YOUR GOAL: Repeat exactly, and only, the lines from the one holding "Task: locate the red" through the last line of the records below.

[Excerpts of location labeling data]

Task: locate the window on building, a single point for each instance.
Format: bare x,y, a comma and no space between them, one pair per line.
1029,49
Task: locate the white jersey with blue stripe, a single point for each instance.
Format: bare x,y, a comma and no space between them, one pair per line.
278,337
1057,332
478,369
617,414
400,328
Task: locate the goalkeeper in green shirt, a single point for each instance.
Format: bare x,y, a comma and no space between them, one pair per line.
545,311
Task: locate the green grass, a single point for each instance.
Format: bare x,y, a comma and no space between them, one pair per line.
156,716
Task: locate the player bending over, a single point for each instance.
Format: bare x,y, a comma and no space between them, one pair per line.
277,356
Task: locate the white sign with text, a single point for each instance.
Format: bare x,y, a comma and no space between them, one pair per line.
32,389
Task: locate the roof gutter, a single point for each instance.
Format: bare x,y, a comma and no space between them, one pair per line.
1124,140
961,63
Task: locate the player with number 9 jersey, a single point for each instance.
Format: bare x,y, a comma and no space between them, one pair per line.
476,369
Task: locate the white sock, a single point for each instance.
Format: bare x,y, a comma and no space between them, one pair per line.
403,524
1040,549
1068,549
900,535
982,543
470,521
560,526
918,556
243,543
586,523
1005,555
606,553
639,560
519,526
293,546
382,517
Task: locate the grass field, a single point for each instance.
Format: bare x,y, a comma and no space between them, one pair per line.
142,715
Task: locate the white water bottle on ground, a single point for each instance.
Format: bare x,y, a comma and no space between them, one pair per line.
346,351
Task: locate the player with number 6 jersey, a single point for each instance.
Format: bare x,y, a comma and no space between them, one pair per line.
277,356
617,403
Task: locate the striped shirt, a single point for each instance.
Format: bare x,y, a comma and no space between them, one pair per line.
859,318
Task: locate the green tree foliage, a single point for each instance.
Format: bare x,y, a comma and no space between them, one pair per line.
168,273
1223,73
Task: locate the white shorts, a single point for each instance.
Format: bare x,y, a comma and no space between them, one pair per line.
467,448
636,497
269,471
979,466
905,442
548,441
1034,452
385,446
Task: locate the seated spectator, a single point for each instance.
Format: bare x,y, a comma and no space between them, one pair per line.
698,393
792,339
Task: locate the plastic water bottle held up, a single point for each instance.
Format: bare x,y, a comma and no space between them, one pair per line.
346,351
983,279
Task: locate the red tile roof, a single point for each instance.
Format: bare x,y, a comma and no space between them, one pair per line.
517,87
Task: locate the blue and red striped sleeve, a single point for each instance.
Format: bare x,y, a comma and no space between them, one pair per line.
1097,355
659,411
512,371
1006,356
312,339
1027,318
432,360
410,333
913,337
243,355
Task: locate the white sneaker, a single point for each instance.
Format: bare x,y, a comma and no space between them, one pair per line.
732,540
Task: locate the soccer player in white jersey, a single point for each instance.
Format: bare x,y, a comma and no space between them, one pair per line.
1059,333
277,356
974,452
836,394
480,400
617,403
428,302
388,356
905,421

IN RESPONSE:
Task: locate the red tile roof, a single point for each instance.
Format: bare x,y, a comma and no space between them, one pair per line.
517,87
Task: locate the blue and red striped sleeve, a single point for each instance.
Format: bare x,y, a comma and no space between them, one pair per line.
1097,355
659,411
512,371
1006,356
312,339
1027,318
432,360
410,333
913,337
243,355
Task: locate the white sneaker, a single point for each instance.
Format: bare x,y, a comma and no space between them, one pair per line.
732,540
Task: locate the soccer player in white jersey, a single point for each instance.
Format: bare x,y, a comma and no space between them, one pair per line.
1059,333
277,356
974,452
836,394
480,400
617,403
428,302
388,356
905,421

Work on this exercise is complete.